Computer Graphics Foundations
Computer graphics is becoming increasingly important for computer vision, autonomous driving, embodied perception, and 3D world modeling. While computer vision studies how to infer 3D structure and semantics from images, computer graphics studies how to represent, transform, simulate, and render 3D worlds.
For my PhD preparation, I want to study computer graphics not only as a separate field, but also as a foundation for 3D scene representation, neural rendering, simulation, differentiable perception, and occupancy world models.
This note is my long-term study record for computer graphics foundations. It focuses on the topics most relevant to my research direction: geometry, rendering, NeRF, 3D Gaussian Splatting, differentiable rendering, and their connections to autonomous driving and embodied perception.
Roadmap
This note is organized into the following chapters:
-
Geometry for Computer Graphics
Points, vectors, coordinate systems, transformations, homogeneous coordinates, meshes, surfaces, and scene representation. -
Rendering Pipeline
Rasterization, z-buffering, shading, texture mapping, lighting, visibility, and camera models. -
Ray Tracing and Physically Based Rendering
Rays, intersections, reflection, refraction, global illumination, path tracing, and rendering equations. -
Differentiable Rendering
Differentiable rasterization, differentiable ray tracing, inverse rendering, gradient-based optimization, and vision–graphics integration. -
Neural Radiance Fields
Volume rendering, radiance fields, positional encoding, view synthesis, neural scene representation, and dynamic NeRFs. -
3D Gaussian Splatting
Gaussian primitives, anisotropic covariance, alpha compositing, differentiable splatting, real-time rendering, and scene optimization. -
Connections to Computer Vision and Autonomous Driving
3D reconstruction, occupancy representation, neural rendering for simulation, embodied perception, and world models.

Written task a
Rewrite part of the records as a numbered list with blank lines left out. Begin at the line that contains "</instance>" and stop after the line that contains "positive clicks: (749, 265) (719, 305)".
The text above has no connection to the records that come after it.

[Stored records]
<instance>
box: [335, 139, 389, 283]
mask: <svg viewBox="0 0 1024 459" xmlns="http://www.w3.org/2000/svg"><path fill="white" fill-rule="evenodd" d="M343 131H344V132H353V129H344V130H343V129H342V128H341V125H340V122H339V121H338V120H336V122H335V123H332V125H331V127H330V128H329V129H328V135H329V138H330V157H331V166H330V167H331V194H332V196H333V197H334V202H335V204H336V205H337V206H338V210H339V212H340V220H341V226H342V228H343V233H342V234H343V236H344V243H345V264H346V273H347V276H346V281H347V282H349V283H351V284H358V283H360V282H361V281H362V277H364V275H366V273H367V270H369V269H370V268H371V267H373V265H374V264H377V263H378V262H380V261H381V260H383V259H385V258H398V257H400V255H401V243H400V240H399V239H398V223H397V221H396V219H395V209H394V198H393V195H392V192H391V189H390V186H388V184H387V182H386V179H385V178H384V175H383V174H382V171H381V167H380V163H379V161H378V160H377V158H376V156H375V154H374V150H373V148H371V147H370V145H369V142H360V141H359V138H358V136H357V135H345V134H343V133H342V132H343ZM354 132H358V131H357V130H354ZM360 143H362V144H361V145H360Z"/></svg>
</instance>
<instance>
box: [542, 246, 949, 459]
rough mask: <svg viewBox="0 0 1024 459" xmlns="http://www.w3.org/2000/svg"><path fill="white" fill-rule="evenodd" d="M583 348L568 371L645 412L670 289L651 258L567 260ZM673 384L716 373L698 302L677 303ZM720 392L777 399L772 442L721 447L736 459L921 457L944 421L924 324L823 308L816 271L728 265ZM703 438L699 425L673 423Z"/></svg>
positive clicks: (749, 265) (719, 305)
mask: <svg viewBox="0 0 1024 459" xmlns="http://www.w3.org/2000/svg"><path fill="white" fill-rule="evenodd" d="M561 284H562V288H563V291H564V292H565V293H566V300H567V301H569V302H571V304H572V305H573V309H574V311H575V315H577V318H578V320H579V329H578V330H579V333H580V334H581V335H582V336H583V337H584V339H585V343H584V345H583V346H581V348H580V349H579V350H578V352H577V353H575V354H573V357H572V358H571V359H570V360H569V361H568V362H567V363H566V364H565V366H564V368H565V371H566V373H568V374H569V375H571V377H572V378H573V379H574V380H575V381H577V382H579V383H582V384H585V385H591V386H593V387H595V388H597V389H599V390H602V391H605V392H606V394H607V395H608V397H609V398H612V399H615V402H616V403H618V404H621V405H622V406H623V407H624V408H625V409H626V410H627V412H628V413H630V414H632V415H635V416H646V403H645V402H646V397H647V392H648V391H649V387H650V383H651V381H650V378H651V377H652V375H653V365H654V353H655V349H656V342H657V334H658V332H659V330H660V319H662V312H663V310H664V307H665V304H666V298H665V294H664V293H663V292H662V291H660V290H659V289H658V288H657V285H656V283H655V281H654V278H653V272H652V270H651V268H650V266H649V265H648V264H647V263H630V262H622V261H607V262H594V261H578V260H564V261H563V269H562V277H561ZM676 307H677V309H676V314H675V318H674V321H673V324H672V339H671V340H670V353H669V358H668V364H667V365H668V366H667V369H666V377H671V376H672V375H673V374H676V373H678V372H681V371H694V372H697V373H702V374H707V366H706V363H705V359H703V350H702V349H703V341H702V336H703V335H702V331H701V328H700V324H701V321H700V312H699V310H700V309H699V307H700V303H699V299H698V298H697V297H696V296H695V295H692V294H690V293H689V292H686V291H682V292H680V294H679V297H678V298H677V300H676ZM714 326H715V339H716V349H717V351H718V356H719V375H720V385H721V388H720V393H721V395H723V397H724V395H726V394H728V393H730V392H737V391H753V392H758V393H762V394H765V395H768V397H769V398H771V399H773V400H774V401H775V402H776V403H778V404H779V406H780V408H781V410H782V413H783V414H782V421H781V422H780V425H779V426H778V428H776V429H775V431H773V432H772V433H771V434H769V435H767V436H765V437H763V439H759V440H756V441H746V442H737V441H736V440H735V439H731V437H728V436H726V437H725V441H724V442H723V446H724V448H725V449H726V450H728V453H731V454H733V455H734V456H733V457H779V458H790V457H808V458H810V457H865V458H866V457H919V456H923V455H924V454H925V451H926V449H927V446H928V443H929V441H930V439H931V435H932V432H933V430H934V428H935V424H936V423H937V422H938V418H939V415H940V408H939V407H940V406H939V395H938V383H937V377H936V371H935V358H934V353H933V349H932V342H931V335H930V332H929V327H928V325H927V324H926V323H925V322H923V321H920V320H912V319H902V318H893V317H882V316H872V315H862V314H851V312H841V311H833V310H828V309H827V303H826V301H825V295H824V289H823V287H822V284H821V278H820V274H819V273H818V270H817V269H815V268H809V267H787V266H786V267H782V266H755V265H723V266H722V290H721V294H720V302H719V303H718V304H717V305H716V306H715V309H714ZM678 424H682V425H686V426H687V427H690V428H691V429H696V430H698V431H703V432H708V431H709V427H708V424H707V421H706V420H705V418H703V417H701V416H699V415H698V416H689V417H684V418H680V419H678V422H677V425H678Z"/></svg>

Written task b
Answer these questions about the computer graphics note, one per line:
(i) What does computer vision study?
(ii) Which chapter covers rasterization and z-buffering?
(iii) Which chapter includes path tracing?

Answer section a
1. </instance>
2. <instance>
3. box: [542, 246, 949, 459]
4. rough mask: <svg viewBox="0 0 1024 459" xmlns="http://www.w3.org/2000/svg"><path fill="white" fill-rule="evenodd" d="M583 348L568 371L645 412L670 289L651 258L567 260ZM673 384L716 373L698 302L677 303ZM720 392L777 399L772 442L721 447L736 459L921 457L944 421L924 324L823 308L816 271L728 265ZM703 438L699 425L673 423Z"/></svg>
5. positive clicks: (749, 265) (719, 305)

Answer section b
(i) How to infer 3D structure and semantics from images.
(ii) Rendering Pipeline.
(iii) Ray Tracing and Physically Based Rendering.